Short problem => Print each line of the listing once more, precisely as given.

Records provided =>
○ ○ ○
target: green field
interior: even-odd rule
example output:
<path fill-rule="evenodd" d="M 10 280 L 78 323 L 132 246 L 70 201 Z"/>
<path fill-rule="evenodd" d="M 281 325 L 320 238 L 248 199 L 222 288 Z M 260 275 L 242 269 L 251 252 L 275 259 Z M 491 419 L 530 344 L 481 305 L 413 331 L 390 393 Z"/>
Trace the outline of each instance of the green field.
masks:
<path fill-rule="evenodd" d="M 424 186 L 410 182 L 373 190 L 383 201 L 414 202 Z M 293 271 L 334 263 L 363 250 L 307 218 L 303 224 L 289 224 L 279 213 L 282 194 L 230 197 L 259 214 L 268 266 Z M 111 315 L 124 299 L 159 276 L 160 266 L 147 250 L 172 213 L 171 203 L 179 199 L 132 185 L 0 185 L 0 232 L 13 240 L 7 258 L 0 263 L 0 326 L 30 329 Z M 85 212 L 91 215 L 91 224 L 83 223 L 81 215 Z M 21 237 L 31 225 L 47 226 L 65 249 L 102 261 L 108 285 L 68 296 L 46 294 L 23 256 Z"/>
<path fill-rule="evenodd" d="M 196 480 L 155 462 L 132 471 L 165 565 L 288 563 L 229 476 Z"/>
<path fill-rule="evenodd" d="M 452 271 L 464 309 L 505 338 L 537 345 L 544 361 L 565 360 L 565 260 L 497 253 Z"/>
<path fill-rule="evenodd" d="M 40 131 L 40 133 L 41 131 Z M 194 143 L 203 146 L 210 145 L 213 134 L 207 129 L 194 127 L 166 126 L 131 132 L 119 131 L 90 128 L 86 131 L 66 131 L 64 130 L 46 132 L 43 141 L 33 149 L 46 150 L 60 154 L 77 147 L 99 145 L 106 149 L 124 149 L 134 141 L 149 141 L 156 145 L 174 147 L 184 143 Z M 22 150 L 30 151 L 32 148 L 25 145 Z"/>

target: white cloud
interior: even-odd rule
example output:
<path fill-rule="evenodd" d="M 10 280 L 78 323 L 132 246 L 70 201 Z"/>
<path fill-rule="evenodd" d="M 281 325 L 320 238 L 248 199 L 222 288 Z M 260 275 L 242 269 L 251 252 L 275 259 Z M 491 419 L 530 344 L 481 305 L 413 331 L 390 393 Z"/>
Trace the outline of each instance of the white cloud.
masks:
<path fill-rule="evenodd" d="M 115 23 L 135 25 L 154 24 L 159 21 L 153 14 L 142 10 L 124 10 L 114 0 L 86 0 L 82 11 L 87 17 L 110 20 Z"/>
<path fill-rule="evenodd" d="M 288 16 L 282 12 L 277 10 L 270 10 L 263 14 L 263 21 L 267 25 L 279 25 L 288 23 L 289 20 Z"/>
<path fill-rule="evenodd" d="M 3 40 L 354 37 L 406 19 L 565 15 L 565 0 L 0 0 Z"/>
○ ○ ○
Task result =>
target: green field
interior: even-odd rule
example output:
<path fill-rule="evenodd" d="M 10 280 L 78 323 L 132 246 L 70 201 Z"/>
<path fill-rule="evenodd" d="M 281 325 L 320 238 L 248 199 L 222 288 Z M 260 275 L 242 269 L 251 252 L 275 259 Z M 491 419 L 530 344 L 481 305 L 413 331 L 390 393 Z"/>
Trace the outline of each instance of the green field.
masks:
<path fill-rule="evenodd" d="M 424 186 L 410 182 L 373 190 L 383 201 L 414 202 Z M 293 271 L 334 263 L 363 250 L 307 218 L 303 224 L 289 224 L 279 213 L 282 194 L 230 197 L 259 214 L 268 266 Z M 111 315 L 124 299 L 159 276 L 160 266 L 147 250 L 172 213 L 171 203 L 179 199 L 132 185 L 0 185 L 0 232 L 13 240 L 7 258 L 0 263 L 0 326 L 30 329 Z M 85 212 L 91 215 L 91 224 L 83 223 L 81 215 Z M 21 237 L 31 225 L 47 226 L 65 249 L 102 261 L 108 285 L 68 296 L 46 294 L 23 256 Z"/>
<path fill-rule="evenodd" d="M 196 480 L 155 462 L 132 471 L 165 565 L 288 563 L 229 476 Z"/>
<path fill-rule="evenodd" d="M 452 271 L 464 309 L 505 338 L 537 345 L 544 361 L 565 360 L 565 260 L 497 253 Z"/>
<path fill-rule="evenodd" d="M 40 131 L 40 133 L 41 131 Z M 194 143 L 203 146 L 210 145 L 213 134 L 207 129 L 194 127 L 166 126 L 131 132 L 119 131 L 90 128 L 86 131 L 66 131 L 64 130 L 46 132 L 43 141 L 33 149 L 46 150 L 60 154 L 77 147 L 99 145 L 106 149 L 124 149 L 134 141 L 149 141 L 156 145 L 174 147 L 184 143 Z M 22 150 L 30 151 L 32 148 L 25 145 Z"/>

target: white cloud
interior: even-odd rule
example output:
<path fill-rule="evenodd" d="M 10 280 L 78 323 L 132 246 L 70 201 Z"/>
<path fill-rule="evenodd" d="M 281 325 L 320 238 L 248 199 L 222 288 Z M 260 275 L 242 269 L 251 252 L 275 259 Z M 491 419 L 530 344 L 481 305 L 413 331 L 390 393 Z"/>
Trace the outline of each instance of the white cloud.
masks:
<path fill-rule="evenodd" d="M 115 23 L 135 25 L 154 24 L 159 21 L 153 14 L 142 10 L 124 10 L 114 0 L 86 0 L 82 11 L 87 17 L 110 20 Z"/>
<path fill-rule="evenodd" d="M 288 16 L 282 12 L 277 10 L 270 10 L 263 14 L 263 21 L 267 25 L 279 25 L 288 23 L 289 20 Z"/>
<path fill-rule="evenodd" d="M 3 40 L 354 37 L 406 19 L 565 15 L 565 0 L 0 0 Z"/>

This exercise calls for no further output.